=== WORK TO COMPLETE ===
**A.** In the press briefing transcript, what does General Sanchez say he has told Washington he does not need?
**B.** Write the next portion of the press briefing transcript with General Sanchez, beginning after its final line.

=== DOCUMENT SEGMENT ===
:::
Q Have you communicated your -- the possible desire in the future to have additional forces here to folks back in Washington? And how did that communication take place, and what channels do you use to express the possible need for additional coalition troops to safeguard future security needs?
GEN. SANCHEZ: Sure. I have communicated very clearly to Washington, to Central Command, who in turn communicates to Washington -- that's the route -- and to senior leadership that has come through here, that I do not need additional U.S. forces. Clearly I have also stated that if coalition forces were to be offered, we would gladly accept them, believe that they are needed for the same -- for the reasons that I already laid out for you, and that we would work with Central Command and Washington to identify viable alternatives with their deployment. Okay.
All right, we'll take maybe two more questions here. Okay, sir, since you're the only one with your hand up.
Q Excuse me, general. There was an operation in Mosul to face and track and catch Saddam Hussein. And then nothing was declared about it. What happened there? What happened in Mosul?
GEN. SANCHEZ: I conduct operations of that nature pretty frequently. I can't tell you what didn't happen. We didn't catch him or kill him. (Laughter.) Okay? But I'm looking.
Okay, last question.
Q Sir, back on the numbers of troops issue. A little bit earlier you said you wouldn't have the numbers to deal with one of these pop-up crises, but you could shift your people. To the layman, I hear that as saying really you need more troops so that you don't have to. Why is that not --
GEN. SANCHEZ: A commander can always accept risk. That's the business of warfare. And depending on where you are at any point in time. As an example, we can move -- and we have done this over time -- we have moved elements out of 101st area, moved them hundreds of kilometers to conduct operations for certain periods of time. We can do that, and we do that on a frequent basis. And there are --
Q I don't want to interrupt -- people get chastised. (Laughter.)
:::
=== RECORDS ===
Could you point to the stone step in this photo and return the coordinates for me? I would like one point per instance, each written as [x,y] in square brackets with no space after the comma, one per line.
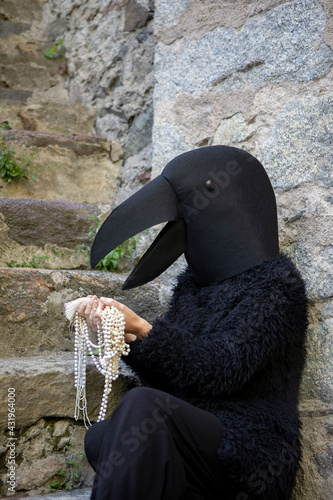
[77,168]
[79,494]
[44,233]
[44,388]
[21,12]
[32,306]
[8,28]
[49,442]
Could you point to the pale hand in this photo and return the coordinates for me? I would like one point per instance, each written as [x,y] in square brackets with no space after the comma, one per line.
[92,308]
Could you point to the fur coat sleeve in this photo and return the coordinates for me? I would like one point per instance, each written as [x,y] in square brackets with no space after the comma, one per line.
[236,349]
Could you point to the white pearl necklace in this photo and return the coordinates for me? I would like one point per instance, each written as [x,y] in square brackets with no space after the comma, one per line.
[111,346]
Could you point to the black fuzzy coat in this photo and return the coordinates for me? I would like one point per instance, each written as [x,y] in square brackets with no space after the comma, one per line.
[236,349]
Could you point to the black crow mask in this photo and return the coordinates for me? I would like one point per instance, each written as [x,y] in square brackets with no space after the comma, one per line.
[221,212]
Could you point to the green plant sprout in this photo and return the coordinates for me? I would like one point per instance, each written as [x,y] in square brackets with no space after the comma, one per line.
[56,51]
[33,263]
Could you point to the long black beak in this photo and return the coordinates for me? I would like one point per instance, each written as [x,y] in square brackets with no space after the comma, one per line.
[154,203]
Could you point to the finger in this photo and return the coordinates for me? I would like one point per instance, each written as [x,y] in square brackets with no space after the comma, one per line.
[82,307]
[98,315]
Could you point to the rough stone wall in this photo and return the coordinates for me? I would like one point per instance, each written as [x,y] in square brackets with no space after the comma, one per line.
[258,75]
[109,51]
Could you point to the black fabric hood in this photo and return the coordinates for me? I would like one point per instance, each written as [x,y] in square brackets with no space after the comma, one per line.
[221,212]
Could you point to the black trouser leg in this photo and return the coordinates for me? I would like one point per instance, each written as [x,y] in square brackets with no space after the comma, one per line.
[157,447]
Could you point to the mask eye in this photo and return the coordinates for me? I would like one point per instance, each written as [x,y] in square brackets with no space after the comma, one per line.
[209,185]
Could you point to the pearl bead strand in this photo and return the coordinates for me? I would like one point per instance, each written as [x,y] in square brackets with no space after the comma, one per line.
[111,346]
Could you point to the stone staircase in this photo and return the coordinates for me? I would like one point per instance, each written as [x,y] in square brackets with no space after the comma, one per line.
[43,222]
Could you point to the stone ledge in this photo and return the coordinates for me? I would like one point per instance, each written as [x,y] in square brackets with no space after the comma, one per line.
[81,145]
[38,222]
[32,306]
[79,494]
[44,387]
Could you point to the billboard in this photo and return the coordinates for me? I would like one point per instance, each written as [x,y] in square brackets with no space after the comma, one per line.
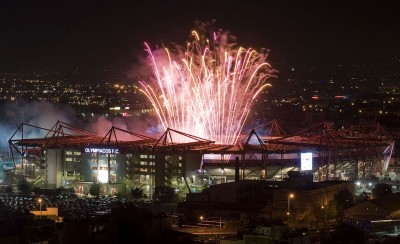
[306,161]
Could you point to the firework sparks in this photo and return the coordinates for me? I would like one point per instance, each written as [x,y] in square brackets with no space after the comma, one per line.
[207,88]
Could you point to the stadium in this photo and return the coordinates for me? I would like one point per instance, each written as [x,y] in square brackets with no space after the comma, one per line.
[70,157]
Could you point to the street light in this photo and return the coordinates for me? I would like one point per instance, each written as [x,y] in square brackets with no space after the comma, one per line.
[40,207]
[291,195]
[324,209]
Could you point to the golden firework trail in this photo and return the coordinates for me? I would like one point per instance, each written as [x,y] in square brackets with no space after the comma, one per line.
[206,88]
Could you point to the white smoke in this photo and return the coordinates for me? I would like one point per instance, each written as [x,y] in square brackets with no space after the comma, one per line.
[39,113]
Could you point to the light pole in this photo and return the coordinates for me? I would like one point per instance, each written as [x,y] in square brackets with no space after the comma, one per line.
[324,209]
[291,195]
[40,207]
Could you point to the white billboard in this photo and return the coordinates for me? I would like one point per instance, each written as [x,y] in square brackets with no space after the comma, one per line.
[306,161]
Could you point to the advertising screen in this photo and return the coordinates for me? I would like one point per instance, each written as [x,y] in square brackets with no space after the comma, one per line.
[306,161]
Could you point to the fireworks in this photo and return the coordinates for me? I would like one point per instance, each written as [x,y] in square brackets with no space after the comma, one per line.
[206,88]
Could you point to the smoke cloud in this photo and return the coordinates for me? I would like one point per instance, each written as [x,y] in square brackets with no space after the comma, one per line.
[40,113]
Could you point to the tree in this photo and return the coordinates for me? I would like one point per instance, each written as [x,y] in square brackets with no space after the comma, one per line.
[381,189]
[24,186]
[137,192]
[343,199]
[95,189]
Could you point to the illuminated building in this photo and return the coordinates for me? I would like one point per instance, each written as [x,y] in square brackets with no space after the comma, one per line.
[69,156]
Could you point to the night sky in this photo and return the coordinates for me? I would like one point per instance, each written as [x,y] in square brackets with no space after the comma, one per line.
[62,35]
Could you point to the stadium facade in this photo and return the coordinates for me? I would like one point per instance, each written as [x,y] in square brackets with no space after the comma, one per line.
[67,156]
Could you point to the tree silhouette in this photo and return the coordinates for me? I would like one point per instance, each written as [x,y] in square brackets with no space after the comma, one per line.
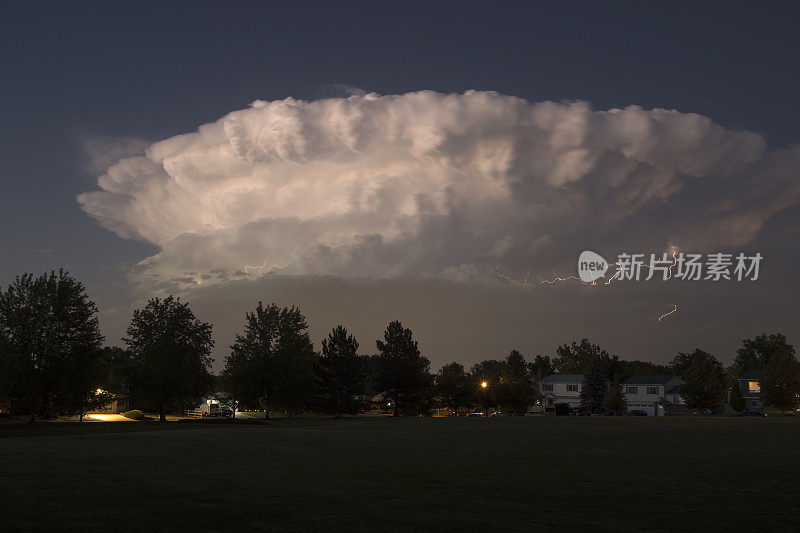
[704,377]
[49,337]
[170,353]
[615,401]
[516,390]
[403,373]
[453,387]
[272,362]
[780,382]
[342,372]
[575,358]
[595,386]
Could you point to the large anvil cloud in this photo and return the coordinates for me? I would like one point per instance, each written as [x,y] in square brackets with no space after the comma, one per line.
[437,185]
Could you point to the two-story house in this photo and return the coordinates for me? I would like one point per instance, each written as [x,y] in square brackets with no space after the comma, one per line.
[750,387]
[560,389]
[648,393]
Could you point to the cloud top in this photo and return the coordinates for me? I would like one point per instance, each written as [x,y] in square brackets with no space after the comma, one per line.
[436,185]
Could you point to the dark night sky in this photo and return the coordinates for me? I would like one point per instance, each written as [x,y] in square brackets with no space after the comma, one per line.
[82,77]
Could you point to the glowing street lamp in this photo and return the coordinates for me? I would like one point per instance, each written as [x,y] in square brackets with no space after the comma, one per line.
[483,388]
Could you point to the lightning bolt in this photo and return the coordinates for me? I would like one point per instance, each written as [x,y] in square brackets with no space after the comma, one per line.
[674,309]
[248,268]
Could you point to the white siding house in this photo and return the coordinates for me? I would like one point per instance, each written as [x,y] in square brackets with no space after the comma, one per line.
[648,393]
[750,387]
[561,389]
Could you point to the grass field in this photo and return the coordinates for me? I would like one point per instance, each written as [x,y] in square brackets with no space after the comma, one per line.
[412,474]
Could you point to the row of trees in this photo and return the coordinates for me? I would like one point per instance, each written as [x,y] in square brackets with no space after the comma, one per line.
[51,359]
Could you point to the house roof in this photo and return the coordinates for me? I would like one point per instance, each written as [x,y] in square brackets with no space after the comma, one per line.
[563,378]
[644,379]
[753,373]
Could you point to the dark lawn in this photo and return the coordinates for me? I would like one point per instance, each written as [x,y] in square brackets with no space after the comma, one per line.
[410,474]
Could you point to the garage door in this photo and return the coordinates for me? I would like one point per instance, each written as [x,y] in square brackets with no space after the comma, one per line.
[648,408]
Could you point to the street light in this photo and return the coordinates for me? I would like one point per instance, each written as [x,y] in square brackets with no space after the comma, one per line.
[483,388]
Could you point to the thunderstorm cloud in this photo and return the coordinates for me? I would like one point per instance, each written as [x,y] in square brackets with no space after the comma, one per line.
[436,186]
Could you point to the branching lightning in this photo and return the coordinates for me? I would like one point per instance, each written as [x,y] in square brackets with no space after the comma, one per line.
[674,309]
[557,278]
[248,268]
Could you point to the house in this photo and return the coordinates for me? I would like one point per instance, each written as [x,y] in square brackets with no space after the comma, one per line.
[561,389]
[750,387]
[650,393]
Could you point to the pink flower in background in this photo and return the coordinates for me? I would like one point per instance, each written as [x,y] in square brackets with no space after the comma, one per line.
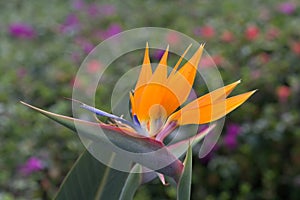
[78,4]
[93,10]
[22,31]
[255,74]
[158,54]
[93,66]
[33,164]
[21,72]
[107,10]
[206,31]
[252,32]
[264,58]
[207,61]
[85,45]
[70,24]
[272,33]
[283,93]
[227,36]
[287,8]
[110,31]
[295,46]
[230,138]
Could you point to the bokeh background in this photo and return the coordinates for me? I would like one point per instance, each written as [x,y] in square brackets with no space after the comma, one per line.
[42,44]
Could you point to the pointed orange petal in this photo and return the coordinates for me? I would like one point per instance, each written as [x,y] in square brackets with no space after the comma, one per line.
[161,71]
[213,96]
[180,60]
[180,83]
[190,68]
[210,112]
[151,94]
[146,71]
[132,104]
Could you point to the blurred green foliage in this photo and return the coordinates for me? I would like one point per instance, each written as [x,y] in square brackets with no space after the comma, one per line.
[257,41]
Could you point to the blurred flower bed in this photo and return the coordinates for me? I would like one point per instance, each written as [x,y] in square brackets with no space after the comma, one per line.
[43,44]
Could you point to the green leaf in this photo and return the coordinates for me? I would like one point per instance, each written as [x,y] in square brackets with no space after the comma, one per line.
[132,183]
[143,150]
[185,181]
[90,179]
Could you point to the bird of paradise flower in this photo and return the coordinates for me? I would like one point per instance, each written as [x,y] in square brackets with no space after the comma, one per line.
[156,113]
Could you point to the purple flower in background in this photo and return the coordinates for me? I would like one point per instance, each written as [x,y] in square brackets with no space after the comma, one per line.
[22,30]
[107,10]
[33,164]
[230,138]
[70,24]
[287,8]
[158,54]
[78,4]
[93,10]
[110,31]
[85,45]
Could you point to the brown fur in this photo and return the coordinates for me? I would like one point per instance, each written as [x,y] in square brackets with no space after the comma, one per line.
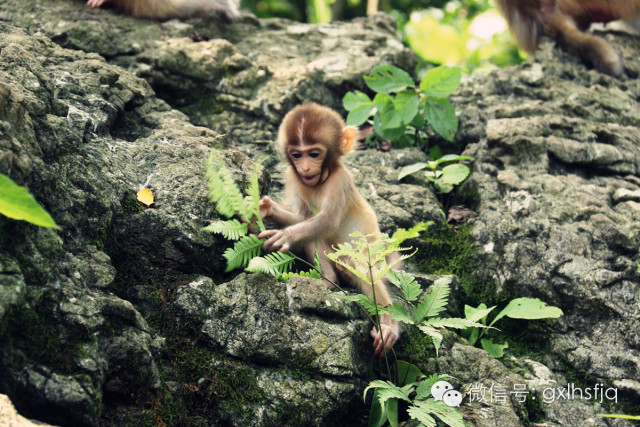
[327,208]
[566,22]
[166,9]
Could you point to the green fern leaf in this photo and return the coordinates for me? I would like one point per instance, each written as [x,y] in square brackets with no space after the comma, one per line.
[452,322]
[244,249]
[252,200]
[231,230]
[434,302]
[223,190]
[411,290]
[450,416]
[275,263]
[313,274]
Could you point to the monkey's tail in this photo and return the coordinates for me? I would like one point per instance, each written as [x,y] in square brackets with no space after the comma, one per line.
[165,9]
[524,22]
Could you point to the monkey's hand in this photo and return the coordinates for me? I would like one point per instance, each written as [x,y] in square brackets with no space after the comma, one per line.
[390,332]
[95,3]
[266,207]
[277,239]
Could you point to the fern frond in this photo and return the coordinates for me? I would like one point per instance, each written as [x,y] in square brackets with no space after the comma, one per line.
[313,274]
[452,322]
[401,234]
[231,230]
[411,289]
[223,190]
[275,263]
[244,249]
[434,302]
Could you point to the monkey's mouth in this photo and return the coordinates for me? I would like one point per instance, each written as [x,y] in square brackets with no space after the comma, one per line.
[309,180]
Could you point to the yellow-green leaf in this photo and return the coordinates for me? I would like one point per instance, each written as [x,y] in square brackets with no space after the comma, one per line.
[17,203]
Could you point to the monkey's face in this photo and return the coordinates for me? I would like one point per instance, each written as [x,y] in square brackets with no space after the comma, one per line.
[308,160]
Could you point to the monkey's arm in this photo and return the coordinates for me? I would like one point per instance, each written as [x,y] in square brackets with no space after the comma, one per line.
[279,213]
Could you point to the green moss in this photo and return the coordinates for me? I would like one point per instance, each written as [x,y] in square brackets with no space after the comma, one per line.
[130,204]
[30,331]
[447,251]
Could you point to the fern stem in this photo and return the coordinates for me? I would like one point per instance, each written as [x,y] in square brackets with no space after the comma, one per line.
[377,321]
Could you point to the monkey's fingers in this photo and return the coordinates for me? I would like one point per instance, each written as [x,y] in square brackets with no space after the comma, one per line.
[390,338]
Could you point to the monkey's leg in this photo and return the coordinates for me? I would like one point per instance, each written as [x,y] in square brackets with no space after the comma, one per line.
[588,47]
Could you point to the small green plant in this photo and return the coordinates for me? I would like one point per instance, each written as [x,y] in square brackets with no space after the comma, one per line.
[519,308]
[17,203]
[230,201]
[414,388]
[401,110]
[443,177]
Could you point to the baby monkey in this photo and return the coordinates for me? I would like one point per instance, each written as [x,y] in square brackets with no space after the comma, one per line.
[323,206]
[166,9]
[566,21]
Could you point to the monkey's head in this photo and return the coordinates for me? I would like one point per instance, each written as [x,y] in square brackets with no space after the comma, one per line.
[313,138]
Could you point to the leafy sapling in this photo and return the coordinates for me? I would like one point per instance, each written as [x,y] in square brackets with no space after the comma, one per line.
[401,110]
[443,177]
[519,308]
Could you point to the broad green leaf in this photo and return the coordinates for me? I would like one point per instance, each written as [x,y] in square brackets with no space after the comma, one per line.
[451,158]
[359,115]
[17,203]
[407,104]
[442,117]
[394,392]
[440,81]
[411,289]
[390,134]
[450,416]
[495,350]
[377,413]
[392,412]
[388,79]
[435,301]
[407,373]
[528,308]
[452,322]
[354,99]
[390,117]
[409,169]
[422,415]
[472,335]
[476,314]
[455,174]
[399,314]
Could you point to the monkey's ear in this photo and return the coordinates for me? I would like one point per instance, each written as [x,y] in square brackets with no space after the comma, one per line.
[349,136]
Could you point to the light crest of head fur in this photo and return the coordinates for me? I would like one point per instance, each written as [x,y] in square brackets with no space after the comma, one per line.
[311,124]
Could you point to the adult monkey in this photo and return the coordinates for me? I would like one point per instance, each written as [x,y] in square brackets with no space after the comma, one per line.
[566,21]
[165,9]
[323,207]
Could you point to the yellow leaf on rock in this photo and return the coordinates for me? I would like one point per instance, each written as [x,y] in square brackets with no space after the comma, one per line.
[145,196]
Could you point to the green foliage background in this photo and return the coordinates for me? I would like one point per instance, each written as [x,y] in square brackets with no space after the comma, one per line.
[467,33]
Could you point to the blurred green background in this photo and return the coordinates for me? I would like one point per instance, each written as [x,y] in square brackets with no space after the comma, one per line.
[470,34]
:::
=== ANSWERS BY TASK ===
**A.** Additional U.S. forces.

**B.**
GEN. SANCHEZ: Thank you. And if we had to do that again, we would do it. And then if it was a problem that would be of an enduring nature, then we would have to compensate and ask for additional forces.
Q So why not -- why accept risk? Why not just ask for more troops?
GEN. SANCHEZ: Well, let's see, if I was not going to accept any risk with 100 percent border control, taking care of foreign regime loyalists and terrorist fighters, and all the possible contingencies that are out there, I don't know that we would have enough forces in the coalition to come in here and do that. I mean, that is -- to be zero -- in an operation where you have no risk at all -- it's almost impossible to do that in warfare, unless you completely defeated the enemy.
Q So it's fair to say you have to draw the line somewhere, and that's where you drew it as --
GEN. SANCHEZ: Yes, ma'am, that's exactly right. You have to accept some kind of risk. You are willing to accept the consequences of that risk coming to fruition, and then you continue to operate. And given the flexibility and the combat power that is in the coalition force today, as I stated before, there is no force or no threat out there that we can't handle. You know, I have to that actionable intelligence that allows me to move the force rapidly, concentrate it and strike, and I can defeat any force. That's the key.
Okay, it's been great. No more questions from you, sir. (Laughter.) Okay, thank you all very much.